» **Data for review**:
- - - - - - -

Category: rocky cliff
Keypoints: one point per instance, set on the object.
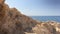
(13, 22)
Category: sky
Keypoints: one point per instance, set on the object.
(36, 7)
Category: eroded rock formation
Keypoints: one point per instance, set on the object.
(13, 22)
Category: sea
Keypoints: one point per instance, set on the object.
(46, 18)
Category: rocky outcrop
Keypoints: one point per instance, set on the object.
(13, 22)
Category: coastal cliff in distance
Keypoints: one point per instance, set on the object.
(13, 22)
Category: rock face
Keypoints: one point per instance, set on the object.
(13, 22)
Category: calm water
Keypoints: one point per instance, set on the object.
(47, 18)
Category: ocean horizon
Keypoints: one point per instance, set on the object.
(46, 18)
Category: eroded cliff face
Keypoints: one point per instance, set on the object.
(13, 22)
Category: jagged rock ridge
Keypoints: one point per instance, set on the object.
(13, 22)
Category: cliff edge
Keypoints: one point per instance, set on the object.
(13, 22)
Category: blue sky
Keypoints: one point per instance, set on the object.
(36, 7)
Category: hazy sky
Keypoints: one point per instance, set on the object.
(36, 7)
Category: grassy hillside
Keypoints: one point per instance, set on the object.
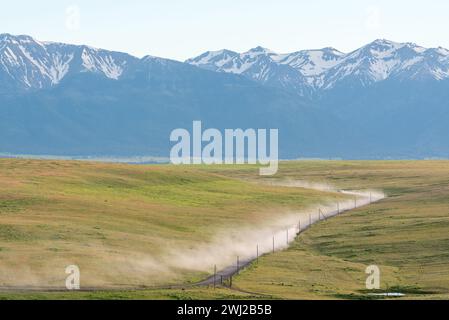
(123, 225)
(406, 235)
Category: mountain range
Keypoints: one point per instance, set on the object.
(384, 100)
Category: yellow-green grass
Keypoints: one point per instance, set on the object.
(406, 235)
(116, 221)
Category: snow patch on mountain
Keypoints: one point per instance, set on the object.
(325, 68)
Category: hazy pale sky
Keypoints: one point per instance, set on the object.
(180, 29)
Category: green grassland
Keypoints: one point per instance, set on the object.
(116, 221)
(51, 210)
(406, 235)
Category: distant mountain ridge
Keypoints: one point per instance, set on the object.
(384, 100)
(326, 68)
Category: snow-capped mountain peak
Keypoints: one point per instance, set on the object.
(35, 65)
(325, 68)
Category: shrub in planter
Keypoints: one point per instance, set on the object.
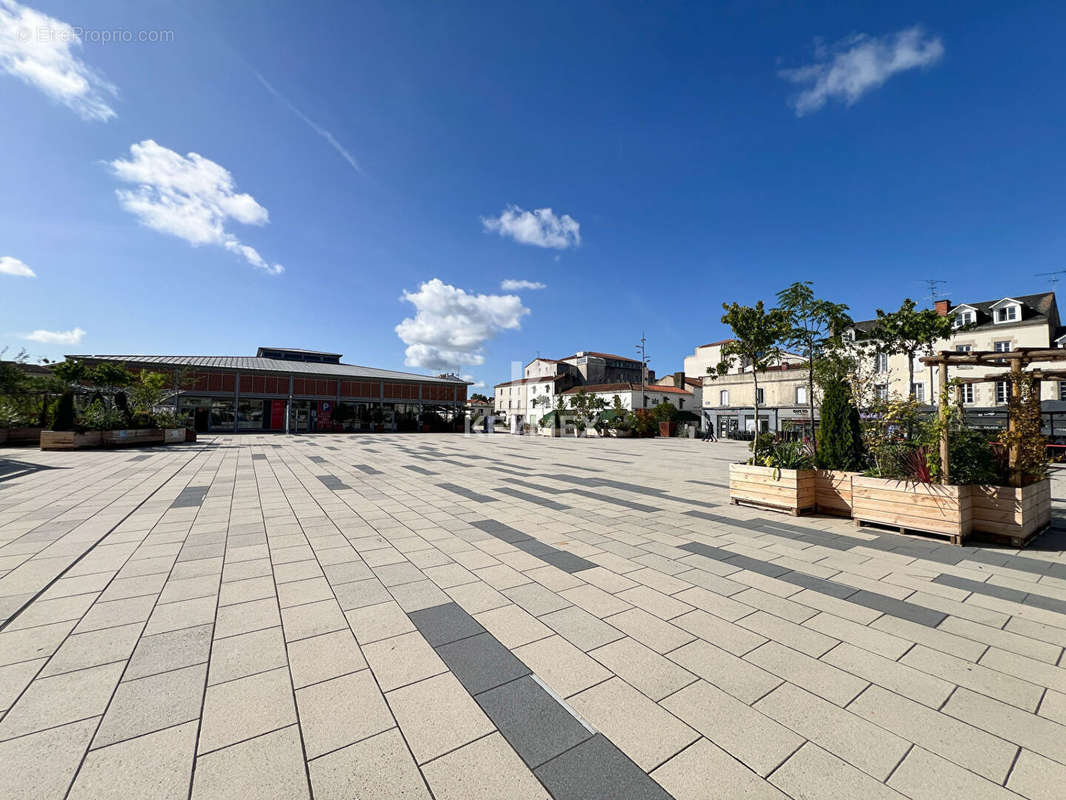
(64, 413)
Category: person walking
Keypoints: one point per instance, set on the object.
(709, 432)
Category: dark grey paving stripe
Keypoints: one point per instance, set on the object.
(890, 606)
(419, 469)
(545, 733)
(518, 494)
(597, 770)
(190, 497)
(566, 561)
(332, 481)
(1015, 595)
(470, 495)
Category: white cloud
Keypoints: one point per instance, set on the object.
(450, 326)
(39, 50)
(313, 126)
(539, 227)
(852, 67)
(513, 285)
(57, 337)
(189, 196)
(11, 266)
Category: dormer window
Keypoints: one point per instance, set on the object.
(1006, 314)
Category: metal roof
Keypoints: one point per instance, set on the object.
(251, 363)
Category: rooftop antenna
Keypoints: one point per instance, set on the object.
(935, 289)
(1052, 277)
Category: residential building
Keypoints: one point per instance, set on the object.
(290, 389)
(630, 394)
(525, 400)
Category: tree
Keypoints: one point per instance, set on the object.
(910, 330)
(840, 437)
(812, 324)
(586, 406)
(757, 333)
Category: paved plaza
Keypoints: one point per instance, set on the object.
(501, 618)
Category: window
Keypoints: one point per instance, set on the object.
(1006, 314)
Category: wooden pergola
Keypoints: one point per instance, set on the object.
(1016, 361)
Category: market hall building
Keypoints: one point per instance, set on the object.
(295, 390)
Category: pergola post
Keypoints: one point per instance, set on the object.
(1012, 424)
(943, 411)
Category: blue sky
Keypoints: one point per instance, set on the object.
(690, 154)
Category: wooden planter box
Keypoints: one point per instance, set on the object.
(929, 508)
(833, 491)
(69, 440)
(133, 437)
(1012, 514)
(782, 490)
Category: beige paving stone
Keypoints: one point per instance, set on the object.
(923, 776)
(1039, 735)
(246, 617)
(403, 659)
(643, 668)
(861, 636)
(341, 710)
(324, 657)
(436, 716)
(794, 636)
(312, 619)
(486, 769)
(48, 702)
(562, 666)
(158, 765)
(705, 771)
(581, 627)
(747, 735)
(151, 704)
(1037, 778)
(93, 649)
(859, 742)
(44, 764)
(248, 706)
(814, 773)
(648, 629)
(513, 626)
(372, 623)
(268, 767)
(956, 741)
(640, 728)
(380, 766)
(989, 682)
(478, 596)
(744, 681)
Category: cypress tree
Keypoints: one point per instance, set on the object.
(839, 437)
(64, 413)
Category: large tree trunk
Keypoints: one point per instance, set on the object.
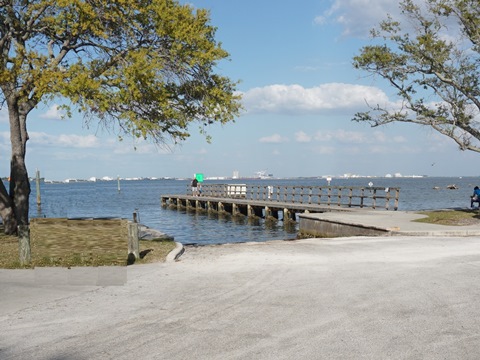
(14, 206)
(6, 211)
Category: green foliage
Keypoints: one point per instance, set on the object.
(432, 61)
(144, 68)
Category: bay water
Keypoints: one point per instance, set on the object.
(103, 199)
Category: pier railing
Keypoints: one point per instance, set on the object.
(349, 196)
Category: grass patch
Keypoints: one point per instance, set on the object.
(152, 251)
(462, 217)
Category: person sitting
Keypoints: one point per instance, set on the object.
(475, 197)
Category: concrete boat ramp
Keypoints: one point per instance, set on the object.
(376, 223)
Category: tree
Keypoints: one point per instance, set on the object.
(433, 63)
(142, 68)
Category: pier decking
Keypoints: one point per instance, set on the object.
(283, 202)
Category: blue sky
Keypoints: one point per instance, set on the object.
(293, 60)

- - - - - - -

Omit pictures; set down the rest of the material word for word.

» **Your response**:
Category: rocky cliff
Keypoints: one point per instance, set on the object.
(13, 22)
Category: sky
Keypoints: one point per instance, set on the object.
(36, 7)
Category: eroded rock formation
Keypoints: one point per instance, set on the object.
(13, 22)
Category: sea
Keypoints: one point per instance, set on the object.
(46, 18)
Category: rocky outcrop
Keypoints: one point per instance, set on the object.
(13, 22)
Category: coastal cliff in distance
Keypoints: one point per instance, set on the object.
(13, 22)
Category: rock face
Keypoints: one point per instance, set on the object.
(13, 22)
Category: calm water
Keypoints: one point per instance, set on the object.
(47, 18)
Category: ocean horizon
Keypoints: one point per instance, set on the object.
(46, 18)
Category: eroded cliff face
Keypoints: one point per instance, set on the object.
(13, 22)
Category: jagged rock ridge
Keypoints: one point per instance, set on the object.
(13, 22)
Category: cliff edge
Keypoints: one point per instance, set on the object.
(13, 22)
Category: blue sky
Keypoints: one point per instance, set on the object.
(36, 7)
Category: hazy sky
Keypoints: one point per instance, set on the object.
(36, 7)
Category: grassy hillside
Keypoints: one point per instance, set on the object.
(123, 225)
(406, 235)
Category: mountain range
Keypoints: one point per instance, set on the object.
(384, 100)
Category: yellow-green grass
Keypoints: one point per instance, set on the object.
(406, 235)
(116, 221)
Category: snow patch on mountain
Keypoints: one point per instance, set on the object.
(325, 68)
Category: hazy pale sky
Keypoints: one point per instance, set on the object.
(180, 29)
Category: green grassland
Keypoints: one point per instance, set on the object.
(116, 221)
(51, 210)
(406, 235)
Category: distant mountain ridge
Keypoints: one point per instance, set on the object.
(384, 100)
(326, 68)
Category: snow-capped mountain peak
Keypoints: one point per instance, set on the object.
(35, 65)
(325, 68)
Category: shrub in planter
Keypoints: one point per instance, set on the object.
(64, 413)
Category: person walking
Keypoints: one point per instance, set on the object.
(709, 432)
Category: dark grey paving stripe
Keypoints: one point per instance, set on the object.
(890, 606)
(419, 469)
(545, 733)
(518, 494)
(597, 770)
(190, 497)
(566, 561)
(332, 481)
(1015, 595)
(470, 495)
Category: white cloud
Keypoints: one point per instance, set on the object.
(450, 326)
(39, 50)
(313, 126)
(539, 227)
(852, 67)
(513, 285)
(57, 337)
(189, 196)
(11, 266)
Category: dormer window
Keypoints: one point per instance, set on the object.
(1006, 314)
Category: metal roof
Keypoints: one point per instance, set on the object.
(251, 363)
Category: rooftop antenna
Keypoints: one point per instance, set on the object.
(935, 289)
(1052, 277)
Category: residential building
Keypoints: one point per instance, set on the object.
(290, 389)
(630, 394)
(525, 400)
Category: tree
Keypoints: one point per instance, set on the object.
(910, 330)
(840, 437)
(812, 324)
(586, 406)
(757, 333)
Category: paved plaza
Keypoints: one point per instance, set on the object.
(501, 618)
Category: window
Keypoints: one point per instance, set on the object.
(1006, 314)
Category: wooden pergola
Keypoints: one point per instance, set on the object.
(1016, 361)
Category: market hall building
Keypoints: one point per instance, set on the object.
(295, 390)
Category: pergola post
Keypoints: one point per instance, set on the object.
(1012, 424)
(943, 411)
Category: blue sky
Keypoints: one point per instance, set on the object.
(690, 154)
Category: wooden planter box
Keypoints: one point per instance, set on the object.
(929, 508)
(833, 491)
(69, 440)
(133, 437)
(1012, 514)
(782, 490)
Category: beige paving stone
Keypoints: one point per instance, set on the object.
(923, 776)
(1039, 735)
(246, 617)
(403, 659)
(643, 668)
(861, 636)
(341, 710)
(324, 657)
(436, 716)
(794, 636)
(312, 619)
(486, 769)
(48, 702)
(562, 666)
(158, 765)
(705, 771)
(581, 627)
(747, 735)
(151, 704)
(1037, 778)
(93, 649)
(859, 742)
(44, 764)
(248, 706)
(814, 773)
(648, 629)
(513, 626)
(372, 623)
(268, 767)
(956, 741)
(640, 728)
(380, 766)
(989, 682)
(478, 596)
(744, 681)
Category: cypress tree
Keypoints: one point per instance, set on the object.
(839, 437)
(64, 413)
Category: large tree trunk
Keypoints: one point per instance, set on the object.
(14, 206)
(6, 211)
Category: green foliage
Keypoints: one point per instance, set on the object.
(432, 61)
(144, 68)
Category: bay water
Keypoints: one point per instance, set on the object.
(103, 199)
Category: pier railing
Keypoints: one point per instance, set on the object.
(349, 196)
Category: grass patch
Keypoints: one point per instance, set on the object.
(152, 251)
(462, 217)
Category: person sitting
Keypoints: one point per instance, set on the object.
(475, 197)
Category: concrete boat ramp
Keypoints: one point per instance, set on the object.
(376, 223)
Category: tree
Keypoints: one point per instance, set on the object.
(433, 63)
(142, 68)
Category: pier decking
Keypoints: one point per instance, set on the object.
(283, 202)
Category: blue sky
Keypoints: one point per instance, set on the object.
(293, 60)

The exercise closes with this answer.